Entries for labeling locations in images
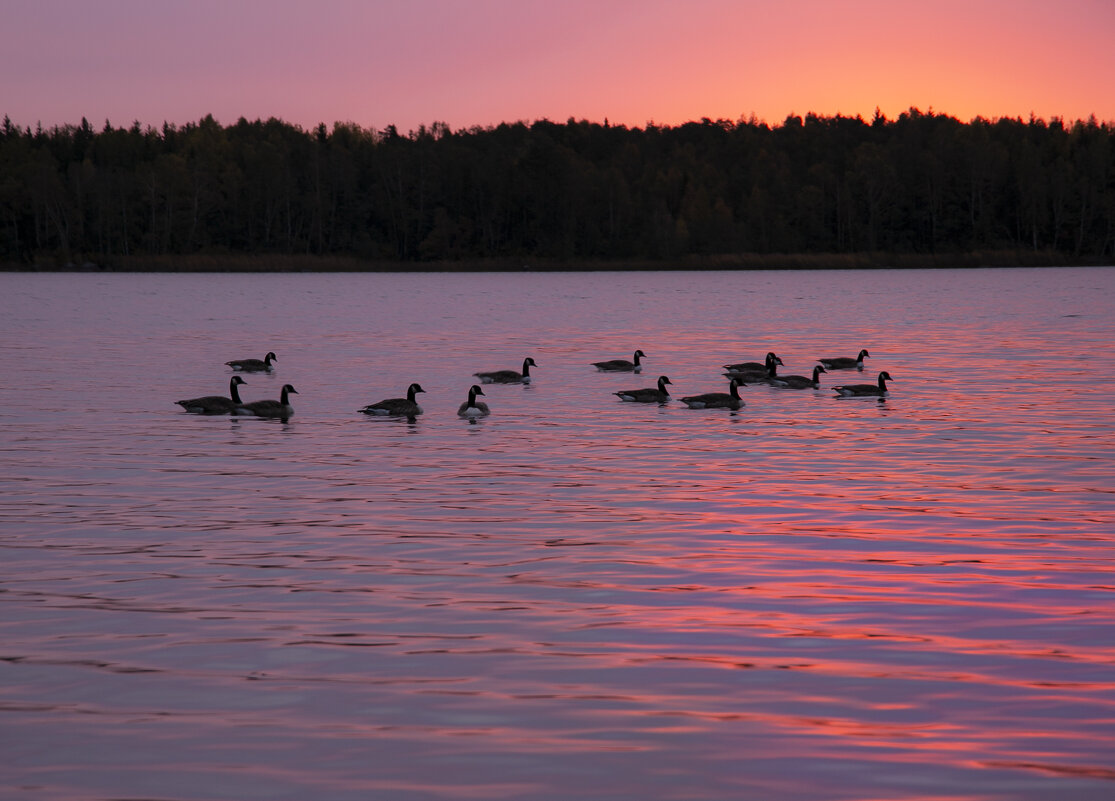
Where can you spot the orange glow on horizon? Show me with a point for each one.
(629, 63)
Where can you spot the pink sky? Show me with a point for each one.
(483, 61)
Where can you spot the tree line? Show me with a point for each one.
(921, 183)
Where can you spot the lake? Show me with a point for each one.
(909, 598)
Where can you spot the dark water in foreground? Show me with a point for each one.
(810, 598)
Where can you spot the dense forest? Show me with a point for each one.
(923, 183)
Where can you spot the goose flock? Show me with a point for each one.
(738, 374)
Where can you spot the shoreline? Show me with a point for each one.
(291, 262)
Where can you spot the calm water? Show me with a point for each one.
(810, 598)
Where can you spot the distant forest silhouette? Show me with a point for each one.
(923, 183)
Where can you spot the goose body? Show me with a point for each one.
(472, 407)
(728, 399)
(845, 363)
(658, 394)
(508, 376)
(800, 382)
(397, 407)
(754, 366)
(621, 365)
(253, 365)
(215, 404)
(865, 389)
(769, 375)
(270, 408)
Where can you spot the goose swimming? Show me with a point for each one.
(253, 365)
(754, 366)
(621, 365)
(658, 394)
(215, 404)
(397, 407)
(764, 376)
(728, 399)
(845, 363)
(508, 376)
(472, 407)
(865, 389)
(270, 408)
(800, 382)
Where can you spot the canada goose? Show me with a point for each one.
(621, 365)
(857, 389)
(728, 399)
(658, 394)
(845, 363)
(215, 404)
(472, 407)
(800, 382)
(397, 407)
(754, 366)
(767, 375)
(270, 408)
(253, 365)
(508, 376)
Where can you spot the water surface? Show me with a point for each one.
(808, 598)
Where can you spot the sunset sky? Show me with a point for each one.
(483, 61)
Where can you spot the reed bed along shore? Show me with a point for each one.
(308, 262)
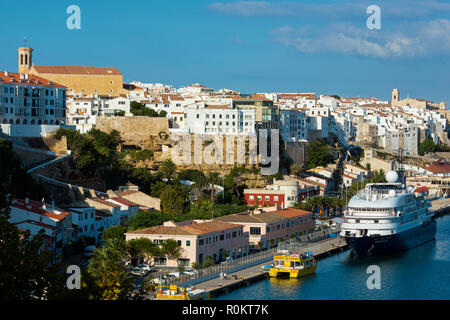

What you have to do
Turn all of the lines above into a numbered list, skipping any blank lines. Leave the pictures out of your answer.

Reply
1. Where can you spot the orange glow on horizon? Show me with a point for each one.
2. (629, 63)
3. Where can you spot the pink sky? Show me with a point for each one.
4. (483, 61)
5. Where can you spot the tree line? Show me with a point for each one.
6. (921, 183)
7. Where can you spot the lake? Show me with a point for each one.
8. (909, 598)
9. Where can you spot the dark water in foreground? Show me with a point for each one.
10. (810, 598)
11. Where can you spot the dense forest? Show me with a point for each one.
12. (923, 183)
13. Where can you spot the goose flock? Show me with a point for each one.
14. (738, 374)
15. Where can you spot the shoreline? Show me with a point for each one.
16. (291, 262)
17. Where can you spot the calm water? Show me with a point for each one.
18. (810, 598)
19. Where can you spot the distant forest silhouette? Show me with a point for each one.
20. (923, 183)
21. Where can you spot the goose body? Show me with a point for each one.
22. (472, 407)
23. (728, 399)
24. (845, 363)
25. (658, 394)
26. (508, 376)
27. (800, 382)
28. (397, 407)
29. (754, 366)
30. (621, 365)
31. (253, 365)
32. (215, 404)
33. (865, 389)
34. (769, 375)
35. (270, 408)
36. Where can you spot the goose swimming? Show me with a point for each one.
37. (253, 365)
38. (754, 366)
39. (621, 365)
40. (658, 394)
41. (215, 404)
42. (397, 407)
43. (764, 376)
44. (728, 399)
45. (845, 363)
46. (508, 376)
47. (472, 407)
48. (865, 389)
49. (270, 408)
50. (800, 382)
51. Where can you spot the canada goose? Show me with a point for each one.
52. (621, 365)
53. (857, 389)
54. (728, 399)
55. (658, 394)
56. (845, 363)
57. (215, 404)
58. (472, 407)
59. (800, 382)
60. (397, 407)
61. (754, 366)
62. (767, 375)
63. (270, 408)
64. (253, 365)
65. (508, 376)
66. Where can you spot the water surface? Show me with a point for each one.
67. (808, 598)
68. Where can you spot the sunset sky? Show me with a point for each one.
69. (483, 61)
70. Where can you spot the reed bed along shore? Show me with a point for each one.
71. (308, 262)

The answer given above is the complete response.